_Set exercise:_ Exactly reproduce the lines from the one containing "Target: bus front wheel" through the last line of the data, both ends included, leaving out pictures.

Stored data
------------------------------------------------
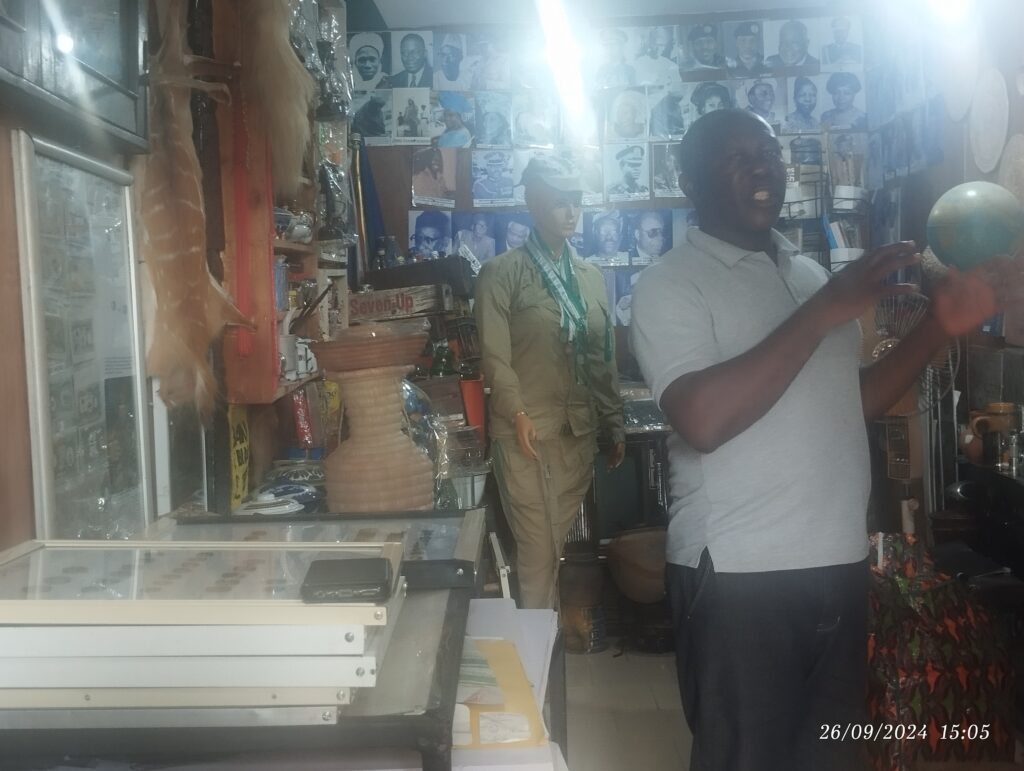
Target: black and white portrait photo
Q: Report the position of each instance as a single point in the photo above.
(489, 60)
(412, 53)
(670, 111)
(493, 178)
(511, 230)
(649, 232)
(843, 48)
(847, 155)
(412, 116)
(846, 112)
(458, 117)
(653, 63)
(536, 119)
(626, 115)
(806, 104)
(589, 161)
(807, 151)
(453, 68)
(433, 177)
(701, 48)
(793, 44)
(709, 96)
(744, 51)
(373, 116)
(429, 231)
(627, 172)
(605, 238)
(494, 119)
(371, 55)
(765, 97)
(612, 56)
(475, 231)
(666, 167)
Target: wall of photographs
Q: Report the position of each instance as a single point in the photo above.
(475, 105)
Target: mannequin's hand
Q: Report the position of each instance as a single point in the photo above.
(616, 456)
(525, 434)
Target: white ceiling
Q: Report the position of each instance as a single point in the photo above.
(421, 13)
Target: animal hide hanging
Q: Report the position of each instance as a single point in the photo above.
(279, 87)
(188, 305)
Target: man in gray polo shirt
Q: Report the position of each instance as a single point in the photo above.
(753, 352)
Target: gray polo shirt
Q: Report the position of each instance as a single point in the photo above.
(791, 491)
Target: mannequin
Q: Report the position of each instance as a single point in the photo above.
(548, 356)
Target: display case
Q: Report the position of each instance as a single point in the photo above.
(75, 66)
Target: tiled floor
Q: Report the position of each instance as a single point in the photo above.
(624, 713)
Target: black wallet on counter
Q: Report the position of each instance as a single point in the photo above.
(356, 580)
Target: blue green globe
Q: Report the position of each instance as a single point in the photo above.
(973, 222)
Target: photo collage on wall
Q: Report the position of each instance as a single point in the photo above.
(491, 94)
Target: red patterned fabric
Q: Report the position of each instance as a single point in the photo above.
(935, 658)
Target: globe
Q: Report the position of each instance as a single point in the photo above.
(973, 222)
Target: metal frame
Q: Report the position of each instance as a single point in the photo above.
(25, 148)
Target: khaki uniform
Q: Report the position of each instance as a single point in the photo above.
(527, 366)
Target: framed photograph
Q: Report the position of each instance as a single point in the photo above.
(627, 172)
(847, 157)
(493, 183)
(611, 52)
(626, 115)
(806, 101)
(413, 118)
(371, 56)
(843, 49)
(434, 177)
(793, 44)
(458, 118)
(744, 48)
(429, 232)
(535, 119)
(494, 119)
(666, 161)
(588, 159)
(412, 54)
(670, 111)
(373, 116)
(710, 95)
(520, 159)
(604, 232)
(625, 281)
(765, 97)
(489, 60)
(453, 69)
(655, 62)
(649, 233)
(511, 229)
(701, 47)
(846, 102)
(475, 230)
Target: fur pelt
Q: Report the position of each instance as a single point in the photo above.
(279, 89)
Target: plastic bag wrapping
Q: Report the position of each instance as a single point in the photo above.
(336, 82)
(640, 413)
(336, 208)
(304, 32)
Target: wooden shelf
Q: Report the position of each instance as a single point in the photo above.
(293, 248)
(288, 386)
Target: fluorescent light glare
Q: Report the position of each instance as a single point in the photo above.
(65, 43)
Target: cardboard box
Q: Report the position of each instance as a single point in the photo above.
(399, 303)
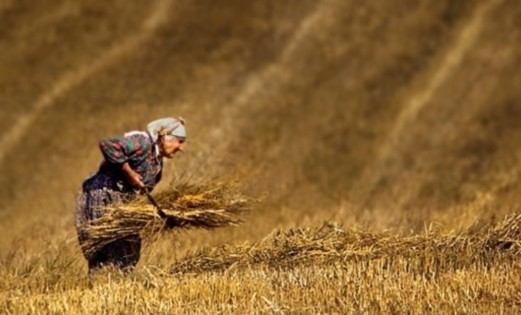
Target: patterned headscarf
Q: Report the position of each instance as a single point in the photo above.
(171, 126)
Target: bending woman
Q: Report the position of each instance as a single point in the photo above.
(131, 163)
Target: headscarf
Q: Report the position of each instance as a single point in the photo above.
(170, 126)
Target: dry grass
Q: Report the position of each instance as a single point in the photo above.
(186, 205)
(328, 269)
(306, 100)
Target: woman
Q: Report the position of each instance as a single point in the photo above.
(131, 163)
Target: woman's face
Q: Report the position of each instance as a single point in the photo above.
(170, 145)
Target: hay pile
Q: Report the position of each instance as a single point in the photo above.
(429, 253)
(184, 206)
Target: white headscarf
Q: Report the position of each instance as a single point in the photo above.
(170, 126)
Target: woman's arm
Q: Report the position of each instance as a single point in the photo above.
(117, 151)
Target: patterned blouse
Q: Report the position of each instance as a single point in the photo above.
(139, 151)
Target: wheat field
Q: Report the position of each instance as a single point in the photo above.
(380, 141)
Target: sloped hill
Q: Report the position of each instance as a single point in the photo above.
(385, 107)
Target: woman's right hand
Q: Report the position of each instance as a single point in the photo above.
(132, 176)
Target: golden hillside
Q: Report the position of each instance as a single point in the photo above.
(388, 115)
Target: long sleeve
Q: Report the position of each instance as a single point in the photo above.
(120, 149)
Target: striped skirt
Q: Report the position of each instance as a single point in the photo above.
(98, 191)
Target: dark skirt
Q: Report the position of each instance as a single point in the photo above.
(98, 191)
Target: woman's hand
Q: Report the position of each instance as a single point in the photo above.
(132, 176)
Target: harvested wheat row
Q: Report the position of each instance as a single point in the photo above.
(185, 206)
(428, 253)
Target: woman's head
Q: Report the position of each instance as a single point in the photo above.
(169, 145)
(169, 134)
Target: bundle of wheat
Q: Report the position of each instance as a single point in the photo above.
(184, 206)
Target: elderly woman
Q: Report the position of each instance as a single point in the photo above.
(131, 163)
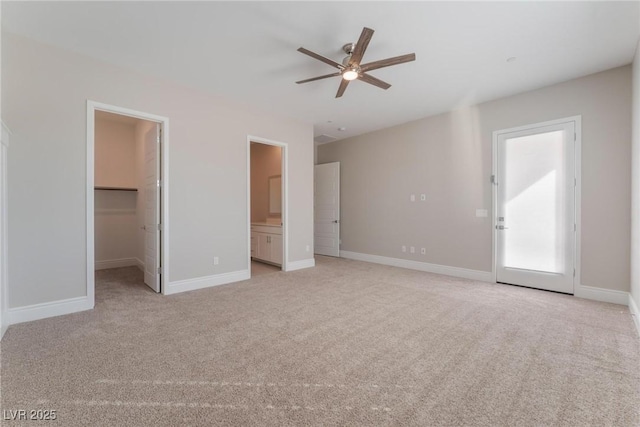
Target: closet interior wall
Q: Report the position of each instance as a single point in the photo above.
(119, 182)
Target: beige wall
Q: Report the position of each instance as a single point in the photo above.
(635, 194)
(141, 128)
(115, 164)
(266, 161)
(115, 211)
(448, 158)
(45, 91)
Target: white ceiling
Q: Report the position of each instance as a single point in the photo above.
(247, 50)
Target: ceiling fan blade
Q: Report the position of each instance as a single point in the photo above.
(388, 62)
(343, 86)
(321, 58)
(374, 81)
(361, 46)
(319, 77)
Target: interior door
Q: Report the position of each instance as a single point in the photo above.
(327, 209)
(152, 208)
(535, 221)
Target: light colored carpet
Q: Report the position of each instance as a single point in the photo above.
(345, 343)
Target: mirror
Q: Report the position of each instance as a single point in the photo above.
(275, 195)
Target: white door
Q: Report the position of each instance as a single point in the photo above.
(327, 209)
(535, 216)
(151, 208)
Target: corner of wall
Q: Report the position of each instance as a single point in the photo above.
(4, 282)
(634, 294)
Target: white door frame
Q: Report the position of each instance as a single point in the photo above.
(285, 198)
(92, 107)
(578, 190)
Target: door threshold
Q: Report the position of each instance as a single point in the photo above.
(537, 289)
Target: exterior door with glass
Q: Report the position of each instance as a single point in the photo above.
(536, 205)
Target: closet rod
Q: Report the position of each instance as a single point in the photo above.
(116, 188)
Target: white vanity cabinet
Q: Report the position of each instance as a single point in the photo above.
(266, 243)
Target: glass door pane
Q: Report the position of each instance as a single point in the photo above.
(533, 211)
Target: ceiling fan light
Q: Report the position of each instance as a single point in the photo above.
(350, 75)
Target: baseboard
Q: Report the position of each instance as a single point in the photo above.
(116, 263)
(48, 309)
(299, 265)
(207, 281)
(464, 273)
(635, 312)
(601, 294)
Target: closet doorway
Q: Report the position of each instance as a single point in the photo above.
(267, 201)
(126, 194)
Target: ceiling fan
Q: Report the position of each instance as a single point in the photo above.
(351, 67)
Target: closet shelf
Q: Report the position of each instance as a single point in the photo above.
(116, 188)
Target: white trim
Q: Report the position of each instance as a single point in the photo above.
(299, 265)
(207, 281)
(635, 312)
(92, 106)
(49, 309)
(578, 191)
(464, 273)
(285, 198)
(116, 263)
(601, 294)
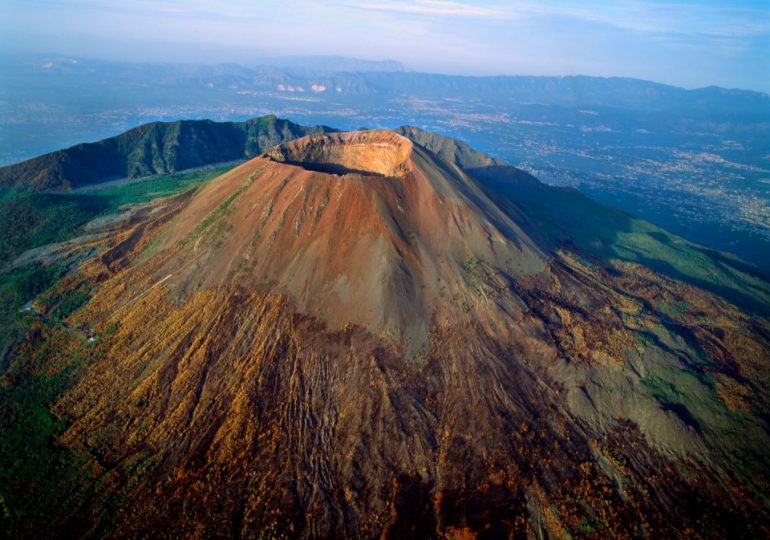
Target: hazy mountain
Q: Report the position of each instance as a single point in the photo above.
(692, 161)
(387, 334)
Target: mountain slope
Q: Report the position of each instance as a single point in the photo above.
(155, 148)
(351, 336)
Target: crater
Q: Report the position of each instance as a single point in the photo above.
(372, 153)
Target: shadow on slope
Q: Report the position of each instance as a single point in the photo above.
(567, 217)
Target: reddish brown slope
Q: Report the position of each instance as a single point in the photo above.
(390, 246)
(316, 354)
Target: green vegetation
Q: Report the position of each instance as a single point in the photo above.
(31, 220)
(18, 287)
(157, 187)
(157, 148)
(566, 217)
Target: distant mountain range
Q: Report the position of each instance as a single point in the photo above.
(324, 76)
(150, 149)
(375, 334)
(695, 162)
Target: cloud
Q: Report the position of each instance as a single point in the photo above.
(430, 7)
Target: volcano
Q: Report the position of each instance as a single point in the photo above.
(388, 334)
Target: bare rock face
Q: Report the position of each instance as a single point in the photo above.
(349, 337)
(381, 153)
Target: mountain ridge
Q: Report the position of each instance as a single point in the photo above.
(351, 335)
(150, 149)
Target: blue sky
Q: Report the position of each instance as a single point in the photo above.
(686, 43)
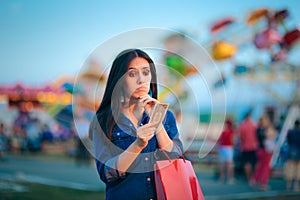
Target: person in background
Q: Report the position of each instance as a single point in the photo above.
(225, 146)
(3, 141)
(266, 134)
(125, 142)
(292, 165)
(248, 145)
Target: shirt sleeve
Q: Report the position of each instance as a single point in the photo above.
(106, 156)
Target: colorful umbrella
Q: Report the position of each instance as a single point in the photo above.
(279, 18)
(266, 39)
(291, 38)
(221, 24)
(256, 15)
(222, 50)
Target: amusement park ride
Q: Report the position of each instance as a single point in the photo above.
(273, 37)
(268, 38)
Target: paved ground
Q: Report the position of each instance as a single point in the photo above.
(67, 173)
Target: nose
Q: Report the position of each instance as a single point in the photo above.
(141, 78)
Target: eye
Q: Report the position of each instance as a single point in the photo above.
(146, 72)
(131, 73)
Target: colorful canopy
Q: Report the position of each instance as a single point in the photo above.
(267, 38)
(220, 24)
(256, 15)
(223, 50)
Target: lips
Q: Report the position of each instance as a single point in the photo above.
(142, 89)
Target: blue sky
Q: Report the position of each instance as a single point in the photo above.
(43, 40)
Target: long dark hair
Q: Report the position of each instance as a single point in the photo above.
(105, 115)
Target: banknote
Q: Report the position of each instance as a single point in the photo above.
(158, 113)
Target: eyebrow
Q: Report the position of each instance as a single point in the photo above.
(132, 67)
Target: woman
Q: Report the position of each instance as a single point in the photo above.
(226, 144)
(125, 143)
(266, 135)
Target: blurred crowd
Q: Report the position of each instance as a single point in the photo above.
(247, 148)
(29, 133)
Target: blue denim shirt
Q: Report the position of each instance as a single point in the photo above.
(138, 181)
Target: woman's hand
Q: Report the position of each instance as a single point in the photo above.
(148, 103)
(144, 134)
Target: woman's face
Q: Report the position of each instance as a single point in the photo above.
(137, 78)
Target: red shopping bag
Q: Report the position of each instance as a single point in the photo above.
(176, 180)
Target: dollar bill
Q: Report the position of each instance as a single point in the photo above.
(158, 113)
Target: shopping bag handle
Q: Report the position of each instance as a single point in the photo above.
(165, 153)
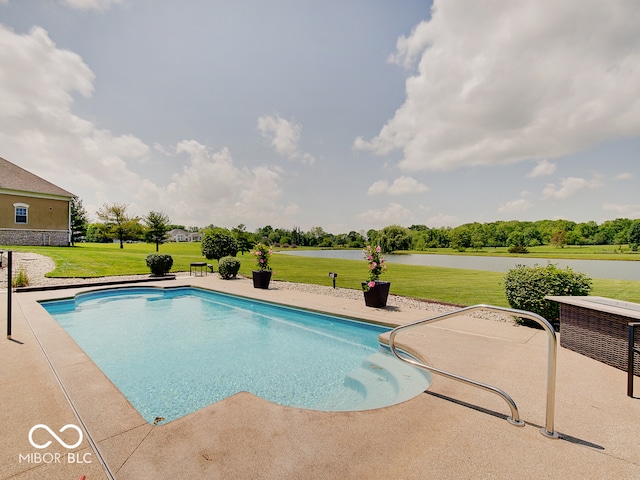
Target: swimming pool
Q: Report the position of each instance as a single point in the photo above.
(172, 351)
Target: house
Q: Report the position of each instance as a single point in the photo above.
(179, 235)
(33, 211)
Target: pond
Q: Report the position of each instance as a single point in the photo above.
(614, 269)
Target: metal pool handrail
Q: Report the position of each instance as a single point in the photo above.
(548, 429)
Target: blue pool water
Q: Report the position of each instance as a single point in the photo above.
(174, 351)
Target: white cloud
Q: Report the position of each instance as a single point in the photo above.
(515, 206)
(100, 5)
(625, 211)
(625, 176)
(210, 186)
(507, 81)
(38, 129)
(394, 213)
(284, 137)
(400, 186)
(569, 187)
(543, 167)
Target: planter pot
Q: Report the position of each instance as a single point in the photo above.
(377, 295)
(261, 278)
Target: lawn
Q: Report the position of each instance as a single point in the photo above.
(449, 285)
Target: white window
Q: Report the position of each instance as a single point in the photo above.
(22, 210)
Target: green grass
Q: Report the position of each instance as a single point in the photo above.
(449, 285)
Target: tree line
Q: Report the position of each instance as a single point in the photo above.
(116, 224)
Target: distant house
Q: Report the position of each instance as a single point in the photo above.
(179, 235)
(33, 211)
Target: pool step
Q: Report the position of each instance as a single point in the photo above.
(380, 381)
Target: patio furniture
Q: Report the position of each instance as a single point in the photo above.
(197, 266)
(598, 327)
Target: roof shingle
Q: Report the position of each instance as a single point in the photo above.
(13, 177)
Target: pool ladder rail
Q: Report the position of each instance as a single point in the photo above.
(514, 419)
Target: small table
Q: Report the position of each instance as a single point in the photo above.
(193, 268)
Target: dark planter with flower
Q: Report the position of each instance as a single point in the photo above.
(377, 295)
(262, 276)
(375, 291)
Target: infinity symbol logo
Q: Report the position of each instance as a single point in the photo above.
(45, 445)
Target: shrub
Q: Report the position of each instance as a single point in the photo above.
(526, 287)
(228, 267)
(218, 243)
(159, 264)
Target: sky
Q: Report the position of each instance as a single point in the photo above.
(345, 115)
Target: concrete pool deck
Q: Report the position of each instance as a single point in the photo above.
(452, 431)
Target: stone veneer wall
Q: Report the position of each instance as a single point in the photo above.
(57, 238)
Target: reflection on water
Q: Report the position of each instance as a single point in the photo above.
(619, 270)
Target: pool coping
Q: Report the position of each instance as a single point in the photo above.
(235, 436)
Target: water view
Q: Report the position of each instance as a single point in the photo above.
(614, 269)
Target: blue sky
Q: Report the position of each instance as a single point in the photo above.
(348, 115)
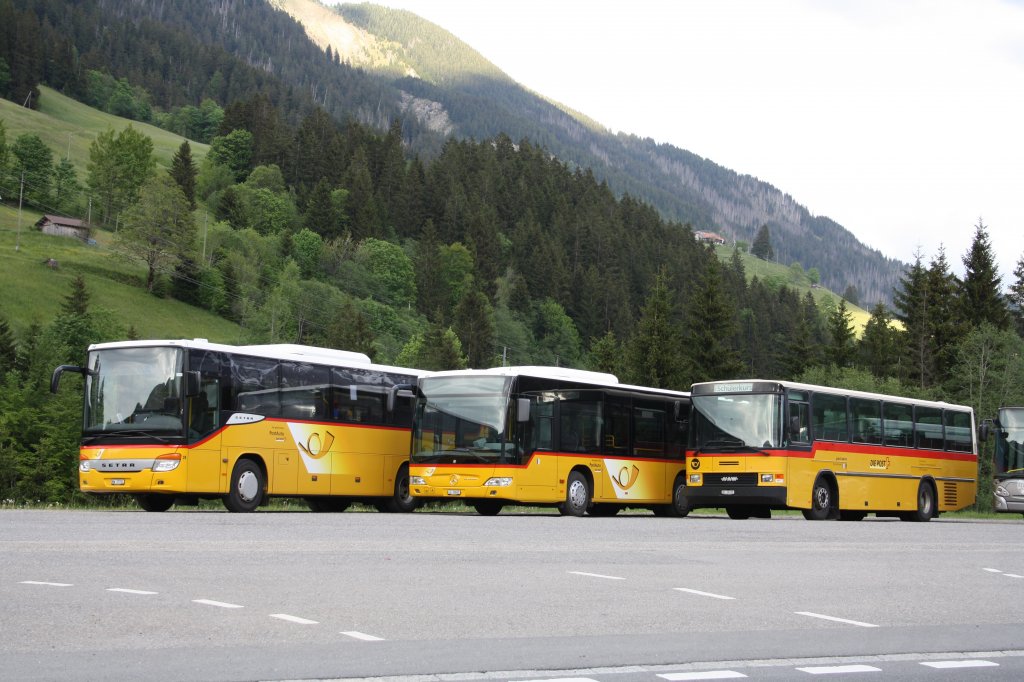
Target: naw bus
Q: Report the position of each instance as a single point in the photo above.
(179, 421)
(833, 454)
(548, 436)
(1009, 428)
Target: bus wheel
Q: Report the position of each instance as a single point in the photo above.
(487, 507)
(402, 500)
(247, 487)
(577, 496)
(327, 505)
(155, 501)
(822, 503)
(926, 505)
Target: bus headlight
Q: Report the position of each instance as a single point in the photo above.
(166, 462)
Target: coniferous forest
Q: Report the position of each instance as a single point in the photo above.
(325, 225)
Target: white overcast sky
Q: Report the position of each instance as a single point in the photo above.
(903, 121)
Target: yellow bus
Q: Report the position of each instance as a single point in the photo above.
(834, 454)
(548, 436)
(183, 420)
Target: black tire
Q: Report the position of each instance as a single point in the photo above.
(155, 501)
(248, 487)
(327, 505)
(738, 513)
(401, 502)
(578, 496)
(822, 502)
(603, 510)
(487, 507)
(926, 505)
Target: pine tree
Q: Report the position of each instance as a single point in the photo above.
(762, 245)
(877, 349)
(652, 355)
(980, 297)
(184, 171)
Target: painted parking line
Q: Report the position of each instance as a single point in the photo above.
(46, 584)
(293, 619)
(839, 670)
(704, 594)
(607, 578)
(836, 620)
(361, 636)
(130, 591)
(221, 604)
(947, 665)
(706, 675)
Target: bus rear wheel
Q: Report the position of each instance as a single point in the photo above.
(155, 501)
(926, 505)
(578, 496)
(246, 492)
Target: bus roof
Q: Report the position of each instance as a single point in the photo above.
(566, 374)
(281, 351)
(765, 386)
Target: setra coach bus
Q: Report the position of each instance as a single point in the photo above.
(183, 420)
(548, 436)
(833, 454)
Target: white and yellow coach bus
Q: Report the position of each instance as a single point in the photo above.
(834, 454)
(182, 420)
(548, 436)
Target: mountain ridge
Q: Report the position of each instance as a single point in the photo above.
(442, 80)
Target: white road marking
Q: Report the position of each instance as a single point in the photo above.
(839, 670)
(833, 617)
(704, 594)
(129, 591)
(363, 636)
(293, 619)
(707, 675)
(607, 578)
(47, 584)
(945, 665)
(222, 604)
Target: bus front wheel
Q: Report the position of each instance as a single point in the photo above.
(822, 502)
(246, 493)
(577, 496)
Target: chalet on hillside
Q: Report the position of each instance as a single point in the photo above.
(61, 226)
(709, 238)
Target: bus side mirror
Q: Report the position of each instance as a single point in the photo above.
(984, 429)
(193, 386)
(522, 410)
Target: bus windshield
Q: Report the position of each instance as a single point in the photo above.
(132, 391)
(1010, 440)
(463, 420)
(737, 421)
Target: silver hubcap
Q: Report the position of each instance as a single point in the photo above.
(578, 495)
(248, 485)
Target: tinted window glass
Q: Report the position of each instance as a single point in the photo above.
(829, 417)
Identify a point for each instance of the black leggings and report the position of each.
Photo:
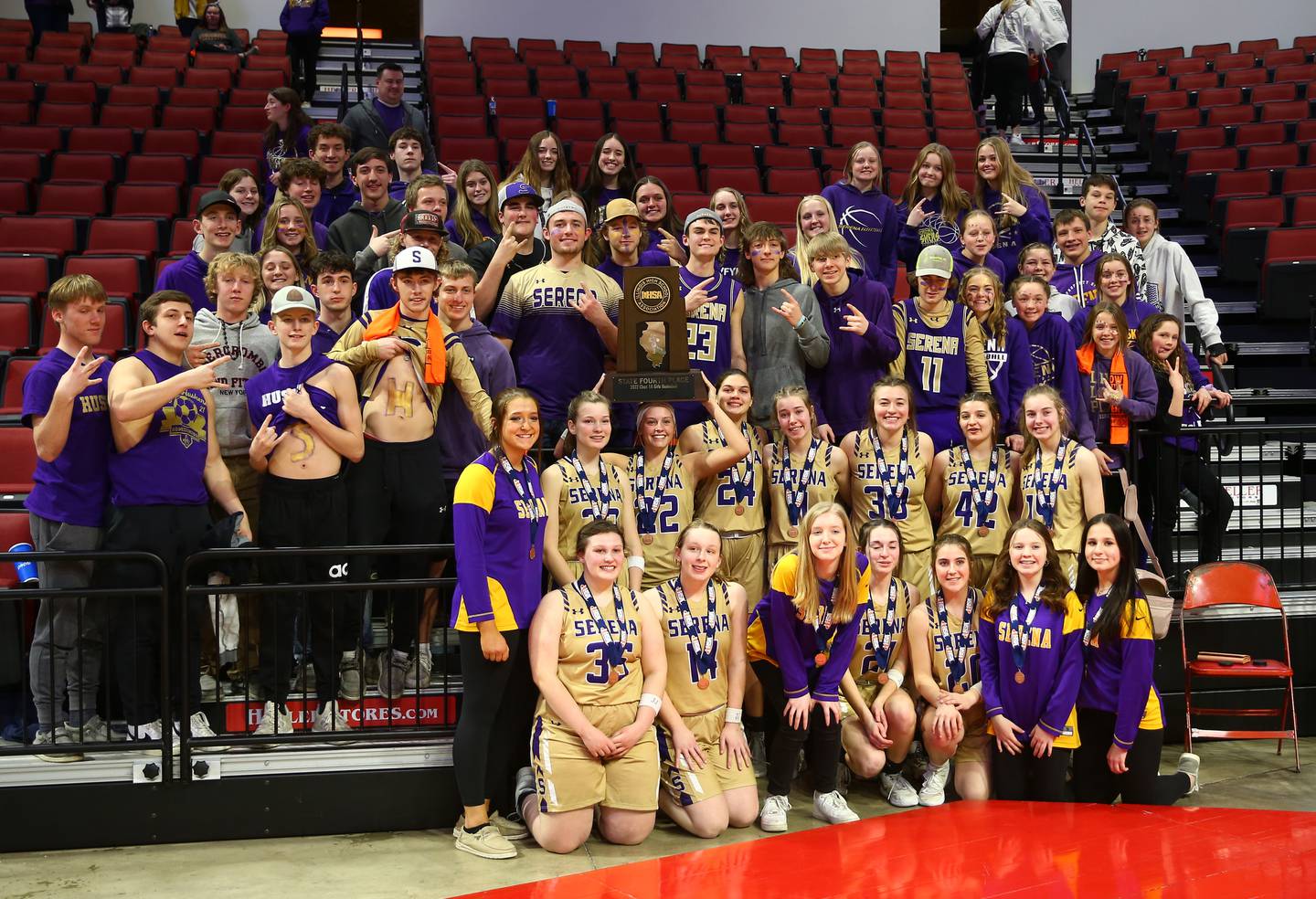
(1024, 777)
(494, 734)
(1175, 468)
(1010, 84)
(820, 741)
(1140, 785)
------------------------------------------------
_Finished answer:_
Target: bus front wheel
Q: Report the position of each instance as a single point in the photo above.
(822, 502)
(246, 493)
(577, 496)
Target: chalet on hillside
Q: Report the position of each instance as a single point in the photo above.
(61, 226)
(709, 238)
Target: bus side mirror
Q: Report the position of each instance as a single point in the photo above.
(984, 429)
(193, 386)
(522, 410)
Target: bus windshield
Q: Report the position of each instance as a single point in the photo above.
(132, 391)
(1010, 440)
(463, 420)
(737, 421)
Target: silver hubcap
Q: Report the position of each instance as a single point in the photo above.
(578, 495)
(248, 485)
Target: tinted window glass
Q: Report the position of each instance as a single point in the photo above.
(829, 417)
Identify a point for each instance of the black leggings and report the position of each.
Photo:
(1024, 777)
(494, 734)
(1175, 468)
(1010, 84)
(820, 741)
(1140, 785)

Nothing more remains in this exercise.